Exercise goal.
How would you translate this sentence from the refined flour article into Spanish: "White flour and white rice are refined grains, for instance, because both have had their bran and germ removed, leaving only the endosperm."

Document excerpt.
Important Points:
Flour is all around us and a temptation at every meal. Breakfast toast, bagels, cereal, and pancakes fill our tables. Lunch revolves around sandwiches, wraps, pasta and pizza. Refined grains have been vilified as one of the leadings causes of ill health. Is there any truth to this? Should we toss all refined grain products off our tables? We will have an in-depth look at the good, the bad, and the ugly of refined flour to give you a better understanding of the goodies on your plate.
Refined grain is the term used to refer to grains that are not whole, because they are missing one or more of their three key parts (bran, germ, or endosperm). White flour and white rice are refined grains, for instance, because both have had their bran and germ removed, leaving only the endosperm. Refining a grain removes about a quarter of the protein in a grain and half to two thirds or more of a score of nutrients, leaving the grain a mere shadow of its original self.
Further refining includes mixing, bleaching, and brominating; additionally, thiamin, riboflavin, niacin, and iron are often added back in to nutritionally enrich the product. Because the added nutrients represent a fraction of the nutrients removed, refined grains are considered nutritionally inferior to whole grains. However, for some grains the removal of fiber coupled with fine grinding results in a slightly higher availability of grain energy for use by the body.
Grain refining led to disastrous and widespread nutritional problems, like the deficiency diseases pelagra and beri-beri. In response, many governments recommended or required that refined grains be “enriched.”

Dataset entries.
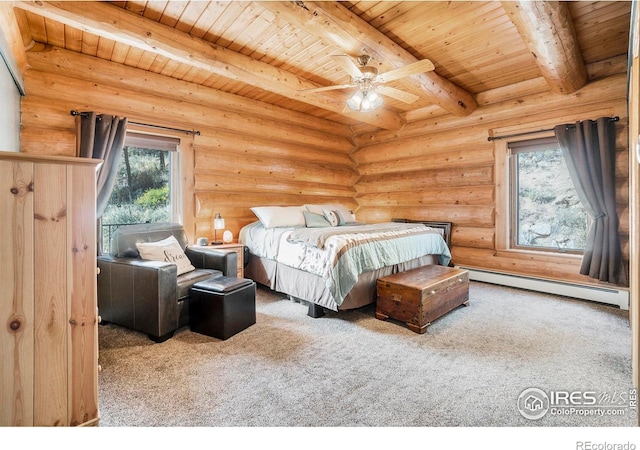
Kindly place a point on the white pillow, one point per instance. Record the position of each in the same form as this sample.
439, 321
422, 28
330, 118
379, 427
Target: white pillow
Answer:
280, 216
167, 250
347, 215
333, 217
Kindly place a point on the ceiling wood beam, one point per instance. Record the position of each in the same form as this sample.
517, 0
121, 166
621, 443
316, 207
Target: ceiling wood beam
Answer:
131, 29
547, 29
335, 24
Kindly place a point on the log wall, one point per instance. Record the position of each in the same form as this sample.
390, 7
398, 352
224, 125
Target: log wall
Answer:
438, 167
444, 168
248, 153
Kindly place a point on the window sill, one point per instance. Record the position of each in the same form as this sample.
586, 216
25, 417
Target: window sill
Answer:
549, 256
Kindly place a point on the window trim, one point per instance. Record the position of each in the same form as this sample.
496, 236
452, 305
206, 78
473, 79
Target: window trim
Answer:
172, 145
503, 207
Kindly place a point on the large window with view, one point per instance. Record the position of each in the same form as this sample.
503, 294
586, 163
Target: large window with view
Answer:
545, 211
147, 186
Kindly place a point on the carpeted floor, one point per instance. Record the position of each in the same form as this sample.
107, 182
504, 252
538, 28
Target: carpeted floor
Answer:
350, 369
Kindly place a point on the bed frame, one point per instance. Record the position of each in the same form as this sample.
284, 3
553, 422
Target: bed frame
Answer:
310, 289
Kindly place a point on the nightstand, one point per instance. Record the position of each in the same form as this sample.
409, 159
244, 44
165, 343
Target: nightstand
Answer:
234, 246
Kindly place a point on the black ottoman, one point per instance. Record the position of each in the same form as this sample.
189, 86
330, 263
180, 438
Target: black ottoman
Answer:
221, 307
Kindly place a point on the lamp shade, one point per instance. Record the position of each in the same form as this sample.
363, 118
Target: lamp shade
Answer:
218, 222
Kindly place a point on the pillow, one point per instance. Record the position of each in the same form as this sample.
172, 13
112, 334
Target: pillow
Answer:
347, 215
333, 216
280, 216
167, 250
313, 220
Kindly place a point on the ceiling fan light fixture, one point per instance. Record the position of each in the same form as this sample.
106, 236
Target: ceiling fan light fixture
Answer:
364, 101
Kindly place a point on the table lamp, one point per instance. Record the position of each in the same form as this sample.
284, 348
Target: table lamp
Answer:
218, 224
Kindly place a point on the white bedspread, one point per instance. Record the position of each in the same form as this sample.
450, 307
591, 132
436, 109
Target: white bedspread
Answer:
339, 255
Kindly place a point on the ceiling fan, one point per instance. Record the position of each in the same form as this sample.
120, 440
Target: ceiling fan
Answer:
369, 82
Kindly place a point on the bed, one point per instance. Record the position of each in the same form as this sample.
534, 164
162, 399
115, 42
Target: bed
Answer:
321, 255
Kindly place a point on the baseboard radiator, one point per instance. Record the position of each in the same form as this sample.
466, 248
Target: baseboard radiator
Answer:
611, 296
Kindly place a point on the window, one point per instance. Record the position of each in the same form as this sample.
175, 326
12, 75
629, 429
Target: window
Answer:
545, 211
147, 186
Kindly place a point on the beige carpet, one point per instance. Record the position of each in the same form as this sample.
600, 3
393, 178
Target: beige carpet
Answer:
350, 369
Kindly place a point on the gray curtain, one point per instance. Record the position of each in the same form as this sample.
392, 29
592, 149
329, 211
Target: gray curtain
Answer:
102, 137
589, 150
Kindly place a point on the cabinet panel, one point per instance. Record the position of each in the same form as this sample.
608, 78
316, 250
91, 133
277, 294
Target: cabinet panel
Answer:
16, 295
48, 307
51, 353
83, 319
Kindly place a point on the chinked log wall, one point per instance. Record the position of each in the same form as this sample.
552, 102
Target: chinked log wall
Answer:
442, 168
438, 167
248, 153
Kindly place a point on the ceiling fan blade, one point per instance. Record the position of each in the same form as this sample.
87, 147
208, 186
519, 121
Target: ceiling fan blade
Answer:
412, 69
325, 88
346, 62
405, 97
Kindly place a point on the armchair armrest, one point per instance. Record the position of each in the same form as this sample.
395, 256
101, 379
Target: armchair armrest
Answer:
205, 258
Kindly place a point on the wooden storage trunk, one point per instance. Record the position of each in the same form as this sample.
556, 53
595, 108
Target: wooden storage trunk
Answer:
421, 295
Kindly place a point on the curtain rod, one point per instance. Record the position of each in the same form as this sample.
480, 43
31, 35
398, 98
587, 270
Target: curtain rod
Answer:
195, 133
492, 138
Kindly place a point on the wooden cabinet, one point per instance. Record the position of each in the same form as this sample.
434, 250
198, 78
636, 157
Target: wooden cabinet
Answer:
48, 308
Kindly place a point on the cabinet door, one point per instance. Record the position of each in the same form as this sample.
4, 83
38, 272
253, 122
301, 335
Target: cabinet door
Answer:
83, 315
51, 295
16, 294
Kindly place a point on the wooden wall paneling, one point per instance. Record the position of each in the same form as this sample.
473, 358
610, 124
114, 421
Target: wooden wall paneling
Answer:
418, 145
214, 140
74, 65
467, 195
226, 182
406, 181
279, 168
522, 109
462, 215
51, 292
481, 154
16, 295
152, 109
47, 141
473, 237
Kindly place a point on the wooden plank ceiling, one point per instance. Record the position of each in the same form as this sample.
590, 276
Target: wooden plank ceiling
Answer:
269, 51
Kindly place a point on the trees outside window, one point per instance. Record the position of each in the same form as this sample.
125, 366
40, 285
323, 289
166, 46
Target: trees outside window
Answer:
546, 213
146, 186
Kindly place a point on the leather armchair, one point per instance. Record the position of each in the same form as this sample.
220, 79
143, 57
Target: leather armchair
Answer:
149, 296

Your response.
La harina blanca y el arroz blanco son granos refinados, por ejemplo, porque a ambos se les ha quitado el salvado y el germen, de modo que solo queda el endospermo.